+++ Data listing +++

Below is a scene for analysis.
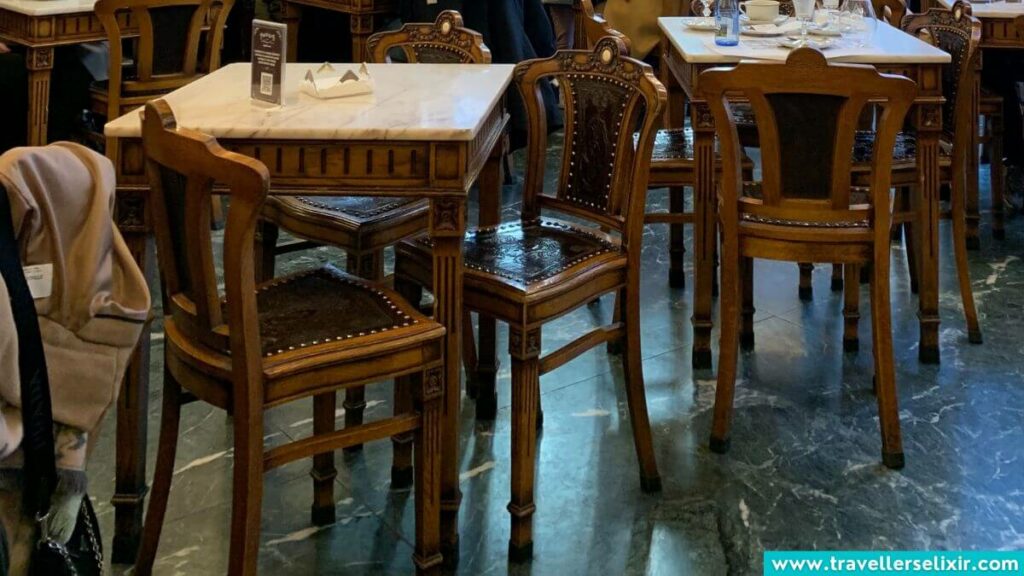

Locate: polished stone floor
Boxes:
[90,140,1024,576]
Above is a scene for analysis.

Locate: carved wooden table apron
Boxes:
[0,0,137,146]
[282,0,398,63]
[662,25,944,369]
[106,78,507,562]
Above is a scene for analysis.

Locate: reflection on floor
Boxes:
[89,136,1024,576]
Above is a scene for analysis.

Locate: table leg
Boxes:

+++

## What to work on:
Render every line of the data above as a Markdown table with columns Row and Line, numbering the rows, skipping blank lines, and omitting the pictures.

## Exercise result:
| Row | Line |
|---|---|
| 1 | Below is a scene for analysis. |
| 2 | Locate: polished stone floor |
| 3 | Boxes: |
| 4 | [90,140,1024,576] |
| 5 | Above is a scene for analysis. |
| 6 | Locate: carved wooden table apron |
| 7 | Boxes: |
| 8 | [0,0,137,146] |
| 9 | [282,0,398,63] |
| 10 | [662,25,944,369] |
| 11 | [106,78,507,562] |
| 12 | Above is a scene for analysis. |
| 13 | Locate: reflection on floor |
| 14 | Boxes: |
| 15 | [89,136,1024,576] |
| 16 | Above is a scene for analysis. |
| 17 | Locate: table leg |
| 18 | Boxes: |